Reproduce the lines below from the one that contains "Task: place one keypoint per instance of the brick" through the end, inclusive, and add nothing.

*** Data to use

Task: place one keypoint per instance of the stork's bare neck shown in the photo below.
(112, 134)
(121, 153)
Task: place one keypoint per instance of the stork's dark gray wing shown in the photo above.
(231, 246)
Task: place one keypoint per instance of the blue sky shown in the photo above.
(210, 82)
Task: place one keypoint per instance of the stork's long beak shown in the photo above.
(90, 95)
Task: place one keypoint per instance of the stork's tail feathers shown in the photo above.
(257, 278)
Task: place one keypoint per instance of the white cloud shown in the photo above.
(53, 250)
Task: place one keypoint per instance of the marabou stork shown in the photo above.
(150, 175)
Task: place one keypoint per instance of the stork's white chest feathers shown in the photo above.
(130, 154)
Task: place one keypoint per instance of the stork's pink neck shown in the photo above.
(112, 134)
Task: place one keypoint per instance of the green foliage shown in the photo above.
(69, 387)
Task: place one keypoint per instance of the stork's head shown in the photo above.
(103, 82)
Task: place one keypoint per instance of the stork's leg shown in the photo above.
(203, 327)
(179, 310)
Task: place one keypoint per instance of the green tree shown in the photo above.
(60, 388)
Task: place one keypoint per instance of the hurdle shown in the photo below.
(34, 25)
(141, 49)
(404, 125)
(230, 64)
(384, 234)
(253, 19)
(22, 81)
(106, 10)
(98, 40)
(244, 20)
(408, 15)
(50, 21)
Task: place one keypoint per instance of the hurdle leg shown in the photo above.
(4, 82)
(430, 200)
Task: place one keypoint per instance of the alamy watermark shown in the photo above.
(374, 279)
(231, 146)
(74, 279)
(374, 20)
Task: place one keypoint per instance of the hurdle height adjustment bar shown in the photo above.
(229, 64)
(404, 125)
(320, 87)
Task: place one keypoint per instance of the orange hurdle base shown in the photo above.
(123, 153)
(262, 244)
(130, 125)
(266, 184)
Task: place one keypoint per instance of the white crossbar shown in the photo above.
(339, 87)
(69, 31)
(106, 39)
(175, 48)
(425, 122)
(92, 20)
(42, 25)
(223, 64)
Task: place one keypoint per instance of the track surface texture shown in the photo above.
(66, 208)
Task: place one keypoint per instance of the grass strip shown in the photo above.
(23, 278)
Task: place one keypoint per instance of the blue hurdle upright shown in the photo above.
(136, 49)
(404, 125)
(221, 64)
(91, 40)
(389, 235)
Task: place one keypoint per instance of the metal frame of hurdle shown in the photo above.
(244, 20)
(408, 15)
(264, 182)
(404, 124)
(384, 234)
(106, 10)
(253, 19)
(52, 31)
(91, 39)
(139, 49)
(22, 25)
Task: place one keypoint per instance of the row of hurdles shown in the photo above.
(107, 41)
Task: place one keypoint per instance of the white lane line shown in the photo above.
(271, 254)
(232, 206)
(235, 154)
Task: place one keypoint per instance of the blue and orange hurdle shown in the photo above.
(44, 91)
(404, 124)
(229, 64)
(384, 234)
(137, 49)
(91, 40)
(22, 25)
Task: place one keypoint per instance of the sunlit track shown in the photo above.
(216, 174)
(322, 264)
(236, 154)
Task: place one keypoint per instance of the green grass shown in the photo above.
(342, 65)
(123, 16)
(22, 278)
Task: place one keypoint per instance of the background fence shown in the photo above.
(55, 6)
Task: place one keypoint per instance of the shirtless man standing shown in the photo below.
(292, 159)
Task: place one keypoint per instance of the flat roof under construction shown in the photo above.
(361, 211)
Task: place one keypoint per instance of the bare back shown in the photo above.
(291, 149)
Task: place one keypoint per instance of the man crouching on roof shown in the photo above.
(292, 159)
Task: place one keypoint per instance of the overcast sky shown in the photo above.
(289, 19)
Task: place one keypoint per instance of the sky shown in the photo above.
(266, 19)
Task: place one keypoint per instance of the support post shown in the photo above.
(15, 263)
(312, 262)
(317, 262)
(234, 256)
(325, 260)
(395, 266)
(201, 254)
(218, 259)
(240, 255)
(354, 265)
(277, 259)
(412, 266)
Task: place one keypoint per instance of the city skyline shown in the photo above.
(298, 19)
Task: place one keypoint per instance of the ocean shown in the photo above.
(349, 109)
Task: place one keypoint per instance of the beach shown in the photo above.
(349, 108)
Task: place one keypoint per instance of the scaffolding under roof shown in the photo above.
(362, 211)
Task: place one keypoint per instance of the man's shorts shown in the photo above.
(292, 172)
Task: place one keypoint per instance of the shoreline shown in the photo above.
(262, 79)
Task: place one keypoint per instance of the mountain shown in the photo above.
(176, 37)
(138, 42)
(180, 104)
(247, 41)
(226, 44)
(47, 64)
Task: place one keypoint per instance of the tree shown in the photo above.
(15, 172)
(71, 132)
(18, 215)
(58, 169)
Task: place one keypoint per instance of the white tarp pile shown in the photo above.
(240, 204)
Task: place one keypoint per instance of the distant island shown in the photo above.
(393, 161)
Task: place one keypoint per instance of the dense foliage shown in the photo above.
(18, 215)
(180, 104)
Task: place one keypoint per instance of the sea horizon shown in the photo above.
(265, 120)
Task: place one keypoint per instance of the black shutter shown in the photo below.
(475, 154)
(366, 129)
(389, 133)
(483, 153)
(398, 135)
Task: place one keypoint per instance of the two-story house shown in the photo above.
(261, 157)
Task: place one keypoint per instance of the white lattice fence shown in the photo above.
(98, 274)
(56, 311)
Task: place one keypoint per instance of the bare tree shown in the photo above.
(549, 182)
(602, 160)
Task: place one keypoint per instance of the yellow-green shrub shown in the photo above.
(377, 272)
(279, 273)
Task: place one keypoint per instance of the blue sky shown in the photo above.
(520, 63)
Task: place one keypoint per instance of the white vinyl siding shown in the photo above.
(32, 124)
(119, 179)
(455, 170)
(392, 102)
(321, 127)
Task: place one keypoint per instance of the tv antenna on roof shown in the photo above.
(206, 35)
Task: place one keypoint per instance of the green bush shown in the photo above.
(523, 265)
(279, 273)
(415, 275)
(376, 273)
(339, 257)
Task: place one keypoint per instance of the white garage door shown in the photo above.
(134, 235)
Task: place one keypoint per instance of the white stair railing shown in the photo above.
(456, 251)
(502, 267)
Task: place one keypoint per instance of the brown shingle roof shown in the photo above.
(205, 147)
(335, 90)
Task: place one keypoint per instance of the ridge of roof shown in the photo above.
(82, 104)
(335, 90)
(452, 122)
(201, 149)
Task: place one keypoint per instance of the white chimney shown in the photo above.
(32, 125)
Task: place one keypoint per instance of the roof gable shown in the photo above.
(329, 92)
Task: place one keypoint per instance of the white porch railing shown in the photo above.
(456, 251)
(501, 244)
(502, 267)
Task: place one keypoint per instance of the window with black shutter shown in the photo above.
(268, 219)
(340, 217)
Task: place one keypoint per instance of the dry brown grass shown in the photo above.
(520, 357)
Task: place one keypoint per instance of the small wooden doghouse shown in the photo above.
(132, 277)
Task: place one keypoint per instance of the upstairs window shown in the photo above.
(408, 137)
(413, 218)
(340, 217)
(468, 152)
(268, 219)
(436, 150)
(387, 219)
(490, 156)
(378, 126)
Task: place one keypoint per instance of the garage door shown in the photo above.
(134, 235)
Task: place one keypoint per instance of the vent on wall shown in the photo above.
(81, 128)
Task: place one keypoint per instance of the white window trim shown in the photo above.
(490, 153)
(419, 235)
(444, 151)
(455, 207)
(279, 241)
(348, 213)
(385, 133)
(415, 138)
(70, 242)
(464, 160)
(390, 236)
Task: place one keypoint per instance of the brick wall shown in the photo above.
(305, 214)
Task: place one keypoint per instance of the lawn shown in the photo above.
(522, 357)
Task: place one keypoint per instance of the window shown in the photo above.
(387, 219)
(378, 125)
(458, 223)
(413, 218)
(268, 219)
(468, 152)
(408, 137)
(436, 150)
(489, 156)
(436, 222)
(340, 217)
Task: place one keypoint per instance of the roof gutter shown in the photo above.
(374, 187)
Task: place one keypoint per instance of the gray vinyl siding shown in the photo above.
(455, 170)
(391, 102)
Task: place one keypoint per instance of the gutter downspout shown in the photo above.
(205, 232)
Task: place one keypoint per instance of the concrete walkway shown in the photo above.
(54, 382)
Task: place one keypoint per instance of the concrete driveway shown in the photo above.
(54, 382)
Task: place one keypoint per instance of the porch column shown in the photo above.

******

> **Task output**
Task: place one keypoint per instance of the brick wall shown in the photo above.
(305, 214)
Task: place one keypoint per instance of the lawn shown in the photo above.
(522, 357)
Task: place one keypoint per instance of the window shown in the photo above.
(387, 219)
(378, 125)
(458, 223)
(413, 218)
(268, 219)
(468, 152)
(408, 137)
(436, 150)
(489, 156)
(436, 222)
(340, 217)
Task: place one keypoint per instance of the roof gutter shown in the photo above.
(374, 187)
Task: place one keypoint per instance of the gray vinyl siding shown in the photo above.
(455, 170)
(391, 102)
Task: place one keypoint per instance of the gutter downspout shown in the photo above.
(205, 232)
Task: place one keypoint per instance of the concrete walkway shown in the photo above.
(54, 382)
Task: place one keypoint per instance of the concrete driveway shown in the photo above.
(54, 382)
Task: place one keypoint per instance of the porch column shown in the photo above.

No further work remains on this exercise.